━━━ SUPPLIED RECORDS

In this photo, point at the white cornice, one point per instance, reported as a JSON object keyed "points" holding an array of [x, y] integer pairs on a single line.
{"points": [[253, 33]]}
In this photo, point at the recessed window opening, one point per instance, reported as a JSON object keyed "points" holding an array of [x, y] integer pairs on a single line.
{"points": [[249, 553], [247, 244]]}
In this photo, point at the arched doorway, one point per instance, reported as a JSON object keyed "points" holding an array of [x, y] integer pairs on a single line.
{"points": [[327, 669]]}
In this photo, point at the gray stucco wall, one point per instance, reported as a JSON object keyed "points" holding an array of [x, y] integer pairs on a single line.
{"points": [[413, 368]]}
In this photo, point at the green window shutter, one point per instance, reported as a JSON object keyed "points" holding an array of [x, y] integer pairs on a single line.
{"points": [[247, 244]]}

━━━━━━

:: EXERCISE ::
Please write out the entries above in full, exactly as they read.

:: RESULT FOR THIS EXERCISE ::
In this photo, point at the white cornice, one point per instance, reported as a JSON object keyed "points" holding an array of [x, y] integer pairs on a single line.
{"points": [[253, 33]]}
In this photo, point at the recessed window opening, one point per instance, reported as a JSON object keyed "points" holding an array of [x, y] integer pairs on a single line.
{"points": [[249, 553], [247, 244]]}
In this photo, point at the arched doorway, one point per instance, reported as a JSON object keyed "points" holding an array of [x, y] integer pairs on a single line.
{"points": [[327, 669]]}
In this photo, point at the gray stucco wall, one point per instance, reported as a JSON object keyed "points" holding an array of [x, y] integer pairs on a single line.
{"points": [[413, 368]]}
In this photo, point at the green window shutter, one point per instance, reported as a JSON object keyed "points" holding an array of [x, y] integer pairs on a single line.
{"points": [[247, 244]]}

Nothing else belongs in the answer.